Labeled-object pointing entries
+---+
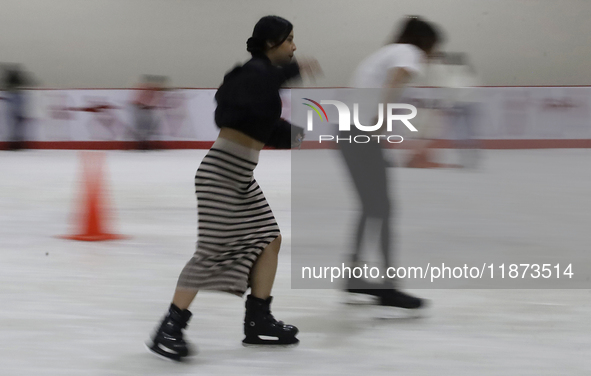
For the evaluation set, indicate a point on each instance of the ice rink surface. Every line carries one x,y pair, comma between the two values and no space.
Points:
74,308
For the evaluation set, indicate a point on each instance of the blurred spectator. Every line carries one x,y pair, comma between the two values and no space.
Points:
13,81
463,106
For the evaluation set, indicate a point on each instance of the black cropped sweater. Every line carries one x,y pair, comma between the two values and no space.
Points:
248,101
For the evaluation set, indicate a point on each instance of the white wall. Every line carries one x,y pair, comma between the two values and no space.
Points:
109,43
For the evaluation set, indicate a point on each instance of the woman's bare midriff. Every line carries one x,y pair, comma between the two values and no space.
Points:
240,138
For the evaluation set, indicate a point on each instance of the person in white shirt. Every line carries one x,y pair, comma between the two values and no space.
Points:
389,69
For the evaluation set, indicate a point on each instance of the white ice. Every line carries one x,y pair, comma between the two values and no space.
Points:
73,308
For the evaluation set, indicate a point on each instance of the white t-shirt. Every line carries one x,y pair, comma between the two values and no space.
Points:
373,71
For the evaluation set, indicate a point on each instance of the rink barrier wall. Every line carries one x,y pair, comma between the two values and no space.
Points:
512,117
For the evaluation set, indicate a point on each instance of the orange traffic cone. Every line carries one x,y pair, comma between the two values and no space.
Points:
93,215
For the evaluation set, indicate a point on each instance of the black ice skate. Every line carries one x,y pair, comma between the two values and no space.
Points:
396,298
261,328
168,340
381,294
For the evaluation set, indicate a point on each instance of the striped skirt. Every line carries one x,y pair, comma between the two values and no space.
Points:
235,221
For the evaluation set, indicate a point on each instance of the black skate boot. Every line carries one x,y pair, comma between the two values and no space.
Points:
168,340
261,328
396,298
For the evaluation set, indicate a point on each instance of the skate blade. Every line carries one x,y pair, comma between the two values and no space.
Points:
398,313
269,343
161,354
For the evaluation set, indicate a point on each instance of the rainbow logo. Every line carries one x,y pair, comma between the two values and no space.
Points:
316,109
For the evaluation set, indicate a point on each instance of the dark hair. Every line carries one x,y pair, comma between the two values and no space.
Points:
419,33
272,29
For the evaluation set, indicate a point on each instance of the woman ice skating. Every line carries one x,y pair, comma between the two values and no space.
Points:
239,239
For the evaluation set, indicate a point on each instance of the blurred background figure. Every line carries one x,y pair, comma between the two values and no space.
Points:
14,80
463,107
148,98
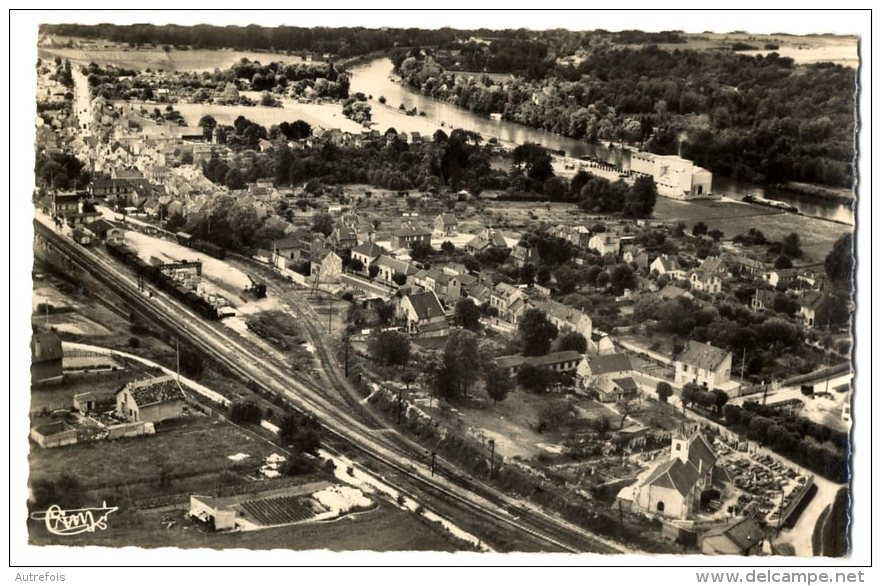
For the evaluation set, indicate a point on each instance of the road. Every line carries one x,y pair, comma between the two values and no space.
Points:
250,364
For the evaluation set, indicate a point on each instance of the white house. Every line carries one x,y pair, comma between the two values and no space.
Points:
703,364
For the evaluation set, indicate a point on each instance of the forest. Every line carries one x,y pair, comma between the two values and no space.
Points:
760,119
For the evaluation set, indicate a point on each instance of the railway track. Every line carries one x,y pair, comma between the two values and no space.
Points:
217,342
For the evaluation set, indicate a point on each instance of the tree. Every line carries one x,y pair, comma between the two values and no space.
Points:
389,348
323,223
641,198
783,262
301,432
536,159
572,341
498,383
664,390
467,315
420,250
839,261
462,359
792,246
534,378
536,332
245,412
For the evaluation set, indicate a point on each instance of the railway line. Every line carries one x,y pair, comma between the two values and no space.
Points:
398,457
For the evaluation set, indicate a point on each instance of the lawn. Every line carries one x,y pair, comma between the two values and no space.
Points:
386,528
197,446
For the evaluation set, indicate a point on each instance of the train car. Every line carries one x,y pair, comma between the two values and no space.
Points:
184,239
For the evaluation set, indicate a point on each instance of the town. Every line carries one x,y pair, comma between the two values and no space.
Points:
265,297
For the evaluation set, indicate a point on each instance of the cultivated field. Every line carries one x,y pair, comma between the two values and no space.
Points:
154,58
385,528
198,446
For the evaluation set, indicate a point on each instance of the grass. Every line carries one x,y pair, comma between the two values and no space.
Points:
385,528
830,536
144,58
817,236
198,446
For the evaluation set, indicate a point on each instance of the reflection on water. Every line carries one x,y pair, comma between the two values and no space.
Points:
377,78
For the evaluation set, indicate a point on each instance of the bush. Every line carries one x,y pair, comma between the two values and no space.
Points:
241,412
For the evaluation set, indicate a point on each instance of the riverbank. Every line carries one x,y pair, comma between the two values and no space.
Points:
818,191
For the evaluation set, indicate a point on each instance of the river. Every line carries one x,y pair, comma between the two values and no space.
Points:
377,78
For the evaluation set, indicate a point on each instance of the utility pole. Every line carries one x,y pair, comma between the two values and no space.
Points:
492,457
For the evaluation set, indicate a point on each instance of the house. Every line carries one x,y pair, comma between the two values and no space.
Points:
389,267
705,281
576,235
486,238
214,512
666,264
673,489
716,266
703,364
424,315
565,361
479,293
565,317
674,176
408,235
343,236
105,231
446,224
742,537
46,358
600,343
670,291
153,399
809,305
763,299
287,248
523,254
510,301
780,278
448,287
64,204
610,374
367,253
636,256
605,243
326,266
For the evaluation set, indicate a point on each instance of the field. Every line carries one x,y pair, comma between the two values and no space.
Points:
733,218
804,50
385,528
198,446
198,60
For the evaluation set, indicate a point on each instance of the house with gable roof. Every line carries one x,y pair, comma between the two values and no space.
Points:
666,264
705,365
673,488
424,315
153,399
609,374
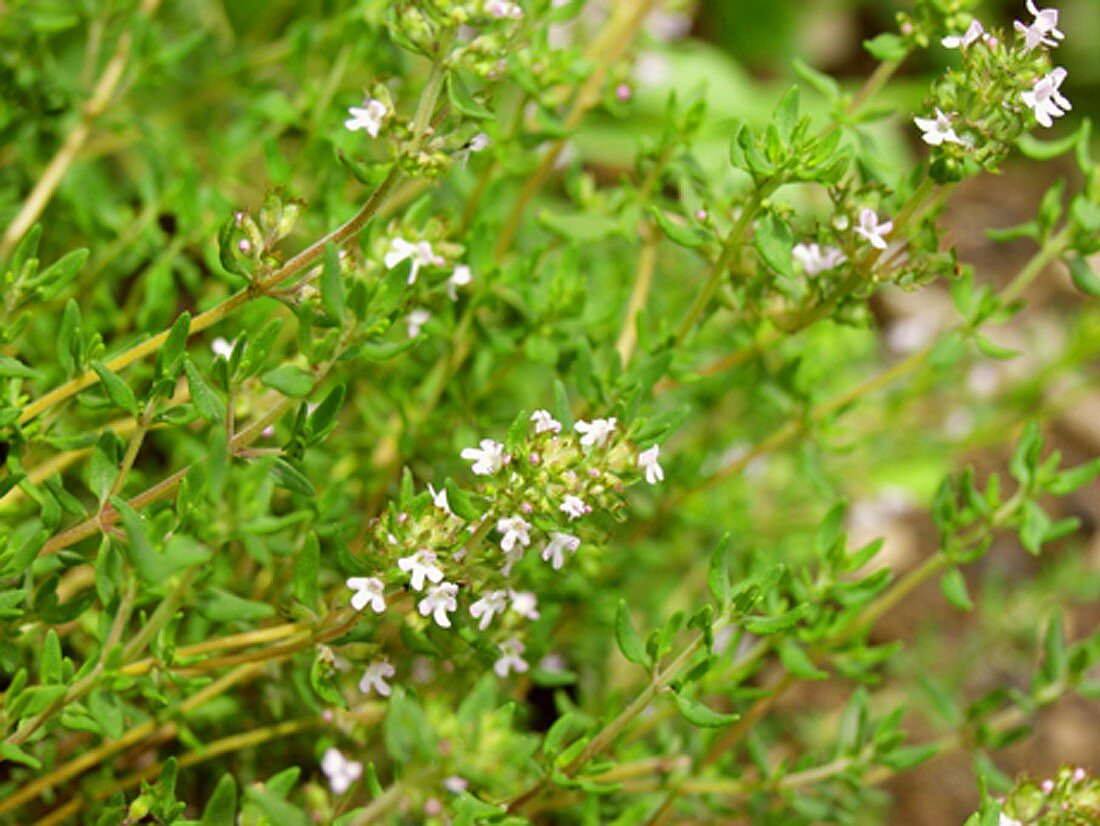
+---+
Written task
Locate each line in the material above that contains the string "skate", and copy every such line.

Expected answer
For the evaluation set, indicate a point on each instance of the black ice skate. Every line carries one x,y pair, comma between the two values and no space.
For the evaluation set, indicate a point on each instance of the black skate boot. Every line carries one x,y pair, comma between the two values and no space.
For the evaluation set, indicate a point on each instance of the skate blade. Every line carries one x,y pair, comma between the two values and no space.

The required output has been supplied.